▶ Records supplied:
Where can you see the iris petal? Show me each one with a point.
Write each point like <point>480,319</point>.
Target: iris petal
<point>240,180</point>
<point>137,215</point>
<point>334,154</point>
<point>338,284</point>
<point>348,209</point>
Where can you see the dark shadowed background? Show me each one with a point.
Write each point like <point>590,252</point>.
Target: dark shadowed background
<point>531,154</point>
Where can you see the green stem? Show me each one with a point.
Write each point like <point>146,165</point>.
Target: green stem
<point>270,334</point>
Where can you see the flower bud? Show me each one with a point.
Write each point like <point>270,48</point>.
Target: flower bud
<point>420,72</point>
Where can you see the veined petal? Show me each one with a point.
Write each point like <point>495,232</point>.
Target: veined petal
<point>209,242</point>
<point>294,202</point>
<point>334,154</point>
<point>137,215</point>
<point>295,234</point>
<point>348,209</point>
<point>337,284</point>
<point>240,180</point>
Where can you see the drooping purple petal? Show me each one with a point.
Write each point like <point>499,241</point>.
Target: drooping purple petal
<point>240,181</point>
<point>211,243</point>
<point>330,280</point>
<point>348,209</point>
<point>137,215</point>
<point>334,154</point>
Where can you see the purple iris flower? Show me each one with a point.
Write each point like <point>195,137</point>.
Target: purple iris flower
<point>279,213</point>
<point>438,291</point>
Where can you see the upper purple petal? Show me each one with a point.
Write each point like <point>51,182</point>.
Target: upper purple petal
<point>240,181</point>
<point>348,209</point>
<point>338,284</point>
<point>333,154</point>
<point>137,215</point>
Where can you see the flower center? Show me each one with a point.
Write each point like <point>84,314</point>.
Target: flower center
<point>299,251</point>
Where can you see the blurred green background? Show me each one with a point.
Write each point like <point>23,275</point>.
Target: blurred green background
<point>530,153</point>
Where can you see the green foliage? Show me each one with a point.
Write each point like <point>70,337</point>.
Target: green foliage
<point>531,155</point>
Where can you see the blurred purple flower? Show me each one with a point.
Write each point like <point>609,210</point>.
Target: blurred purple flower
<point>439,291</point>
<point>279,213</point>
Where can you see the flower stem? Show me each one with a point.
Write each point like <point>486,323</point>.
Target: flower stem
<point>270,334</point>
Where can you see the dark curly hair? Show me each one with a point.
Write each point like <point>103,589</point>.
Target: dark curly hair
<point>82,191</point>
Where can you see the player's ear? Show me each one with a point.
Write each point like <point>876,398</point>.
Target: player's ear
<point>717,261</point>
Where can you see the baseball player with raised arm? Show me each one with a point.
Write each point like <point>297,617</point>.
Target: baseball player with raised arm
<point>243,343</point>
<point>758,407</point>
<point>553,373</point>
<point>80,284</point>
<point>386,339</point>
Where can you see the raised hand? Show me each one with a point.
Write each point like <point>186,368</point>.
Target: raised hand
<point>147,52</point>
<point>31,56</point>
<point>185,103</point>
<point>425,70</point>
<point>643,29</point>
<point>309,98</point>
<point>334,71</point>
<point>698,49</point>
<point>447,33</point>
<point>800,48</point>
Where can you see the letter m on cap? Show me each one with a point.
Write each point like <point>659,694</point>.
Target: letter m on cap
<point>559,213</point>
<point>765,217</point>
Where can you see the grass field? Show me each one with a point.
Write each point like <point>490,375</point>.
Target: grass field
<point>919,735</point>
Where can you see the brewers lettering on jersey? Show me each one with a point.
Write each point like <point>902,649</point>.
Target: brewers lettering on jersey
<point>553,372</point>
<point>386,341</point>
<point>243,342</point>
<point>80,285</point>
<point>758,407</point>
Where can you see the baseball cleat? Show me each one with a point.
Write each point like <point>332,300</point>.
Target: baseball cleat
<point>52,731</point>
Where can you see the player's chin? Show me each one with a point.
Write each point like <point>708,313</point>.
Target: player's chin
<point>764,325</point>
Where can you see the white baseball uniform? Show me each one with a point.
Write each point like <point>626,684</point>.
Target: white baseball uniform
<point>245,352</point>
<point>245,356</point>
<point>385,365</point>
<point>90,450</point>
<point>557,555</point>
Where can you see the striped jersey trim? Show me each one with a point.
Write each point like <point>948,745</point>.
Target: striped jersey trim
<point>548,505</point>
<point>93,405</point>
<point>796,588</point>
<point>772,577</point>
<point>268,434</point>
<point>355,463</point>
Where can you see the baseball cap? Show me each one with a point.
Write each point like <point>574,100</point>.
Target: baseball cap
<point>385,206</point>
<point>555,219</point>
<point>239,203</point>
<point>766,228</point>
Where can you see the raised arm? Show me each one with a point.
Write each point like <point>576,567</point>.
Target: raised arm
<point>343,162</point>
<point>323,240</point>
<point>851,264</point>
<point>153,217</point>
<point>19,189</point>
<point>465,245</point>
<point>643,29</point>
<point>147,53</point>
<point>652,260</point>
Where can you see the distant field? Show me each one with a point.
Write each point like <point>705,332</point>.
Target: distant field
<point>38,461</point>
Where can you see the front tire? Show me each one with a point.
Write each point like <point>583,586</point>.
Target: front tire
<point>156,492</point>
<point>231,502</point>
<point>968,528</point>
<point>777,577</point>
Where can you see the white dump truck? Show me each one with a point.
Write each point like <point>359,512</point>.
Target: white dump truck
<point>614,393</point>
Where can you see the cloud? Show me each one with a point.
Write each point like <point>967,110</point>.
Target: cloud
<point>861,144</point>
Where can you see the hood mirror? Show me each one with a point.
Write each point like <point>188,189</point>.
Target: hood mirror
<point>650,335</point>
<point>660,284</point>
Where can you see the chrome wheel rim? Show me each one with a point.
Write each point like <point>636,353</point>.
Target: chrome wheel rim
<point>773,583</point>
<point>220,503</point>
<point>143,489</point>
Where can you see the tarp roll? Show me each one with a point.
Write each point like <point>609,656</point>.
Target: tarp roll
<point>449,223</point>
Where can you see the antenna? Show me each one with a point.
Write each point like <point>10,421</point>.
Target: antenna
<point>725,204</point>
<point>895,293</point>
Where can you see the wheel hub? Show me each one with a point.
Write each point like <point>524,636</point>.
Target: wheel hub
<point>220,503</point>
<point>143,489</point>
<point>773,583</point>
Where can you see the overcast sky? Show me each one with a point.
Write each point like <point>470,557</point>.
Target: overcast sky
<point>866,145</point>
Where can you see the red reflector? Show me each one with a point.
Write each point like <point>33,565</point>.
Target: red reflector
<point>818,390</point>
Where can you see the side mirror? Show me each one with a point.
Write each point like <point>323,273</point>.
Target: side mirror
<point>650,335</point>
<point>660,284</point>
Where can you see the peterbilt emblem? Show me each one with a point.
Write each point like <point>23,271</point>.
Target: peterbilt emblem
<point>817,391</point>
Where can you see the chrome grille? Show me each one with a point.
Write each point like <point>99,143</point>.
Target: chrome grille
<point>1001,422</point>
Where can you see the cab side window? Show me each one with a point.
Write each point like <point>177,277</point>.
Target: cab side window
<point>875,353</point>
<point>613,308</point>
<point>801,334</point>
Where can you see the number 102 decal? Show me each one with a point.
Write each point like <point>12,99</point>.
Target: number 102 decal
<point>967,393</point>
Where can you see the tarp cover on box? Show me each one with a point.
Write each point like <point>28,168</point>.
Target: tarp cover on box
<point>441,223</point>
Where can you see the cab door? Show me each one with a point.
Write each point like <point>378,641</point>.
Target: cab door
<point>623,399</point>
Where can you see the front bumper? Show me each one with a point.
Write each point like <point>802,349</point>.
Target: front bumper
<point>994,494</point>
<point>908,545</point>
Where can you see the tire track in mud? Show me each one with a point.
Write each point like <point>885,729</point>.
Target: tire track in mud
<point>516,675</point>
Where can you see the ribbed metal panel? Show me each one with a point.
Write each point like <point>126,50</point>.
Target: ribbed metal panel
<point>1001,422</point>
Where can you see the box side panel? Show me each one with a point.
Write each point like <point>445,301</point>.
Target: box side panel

▶ Exercise brief:
Set down, word for word, only the lines running from the line with "Where can you see the front bumper?" to the last line of the listing above. Both of those lines belong in your answer.

▶ Finished exercise:
Where can you see the front bumper? Show me each one with a point.
Write each point like <point>802,349</point>.
Target: front bumper
<point>994,494</point>
<point>908,545</point>
Where can you see the tire track in mud? Show me each one with a point.
Write each point like <point>885,729</point>.
Target: tire track in mud
<point>516,675</point>
Where can you see the ribbed metal panel? Show me each one with a point.
Write each point like <point>126,50</point>.
Target: ribbed metal panel
<point>1001,422</point>
Where can you see the box side panel? Show me each one with a point.
Write each point like <point>445,301</point>.
Target: box side panel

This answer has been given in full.